Gram Hilleard’s Paintings Of Churches
Gram Hilleard‘s exhibition ‘The Spaces Between’ opens next Monday 11th November at St Mary Abchurch, Abchurch Lane, EC4N 7BA, and runs daily 11am-3pm until Monday 18th November – with film screenings on 12th, 14th & 18th November at 1:30pm.
Christ Church Spitalfields seen from Brick Lane
“This began a few years ago when I painted St Leonards Church for an exhibition about the Bishopsgate Goodyard development and I became interested with how the space was used. It made me realise that these churches have always attracted the same types of people through the centuries – those looking for sanctuary from the city, the spiritual, the homeless, the lost, and the silent watchers.
I went on to paint another ten churches including those of Hawksmoor whose temple-like volumes have always fascinated me. They were built at the edge of the city next to vacant fields and were perhaps the dreadful developments of their day.
My paintings are best viewed in the half-light of a church and include metallic surfaces that shine in the gloom. They are painted on panel in many layers, sanded, scraped backed and painted again – a process which for me symbolises the strata of time.
As the ever-changing metropolis grows unrecognisable through overdevelopment, these churches remain the same. Their slowly-weathering stones carry the vibrations of past lives and events, giving each place a unique energy. London may be asset-stripping to its own destruction, but its people always gravitate toward the quiet spiritual spaces that have existed for centuries.”

Recorded data ->
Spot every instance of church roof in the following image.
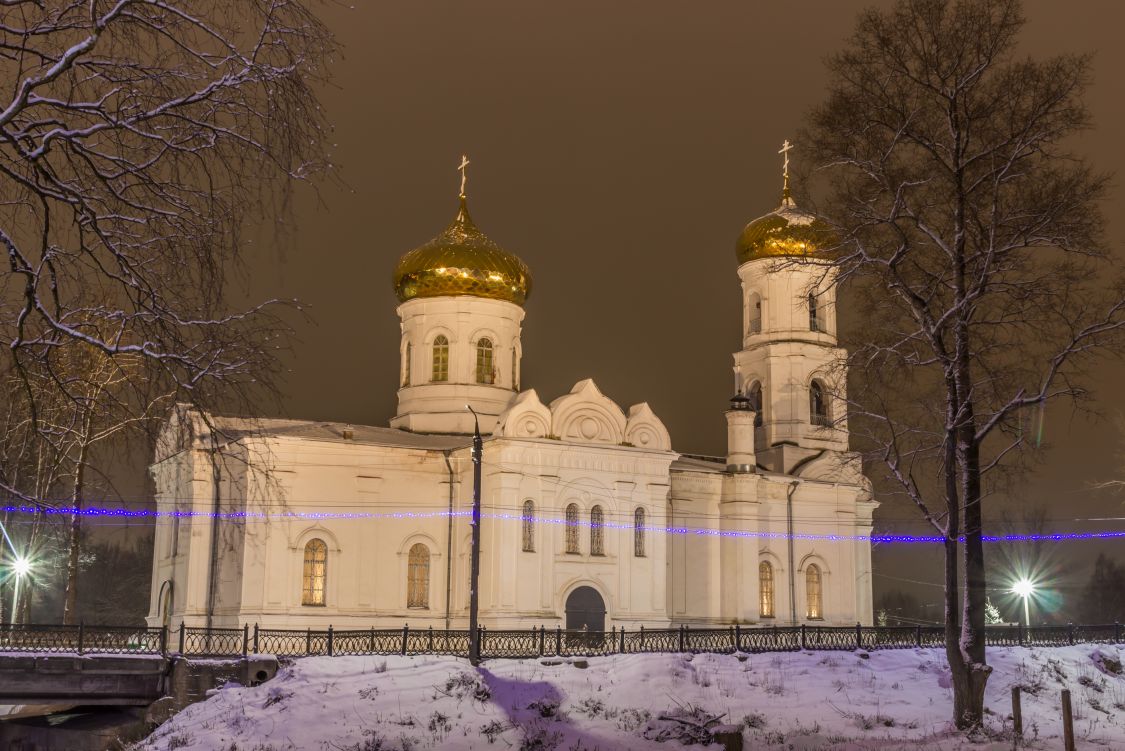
[213,416,473,451]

Requests ->
1. In the text on Gram Hilleard's church paintings:
(a) At which church does the exhibition open?
(b) Which church did the artist first paint, and for what exhibition?
(c) What are the paintings painted on?
2. How would this sentence from the text on Gram Hilleard's church paintings read in Spanish: "They were built at the edge of the city next to vacant fields and were perhaps the dreadful developments of their day."
The data has no role in any of this.

Correct answers ->
1.
(a) St Mary Abchurch, Abchurch Lane, EC4N 7BA.
(b) St Leonards Church, for an exhibition about the Bishopsgate Goodyard development.
(c) Panel.

2. Fueron construidas en el borde de la ciudad, junto a campos baldíos, y quizá fueron las terribles urbanizaciones de su época.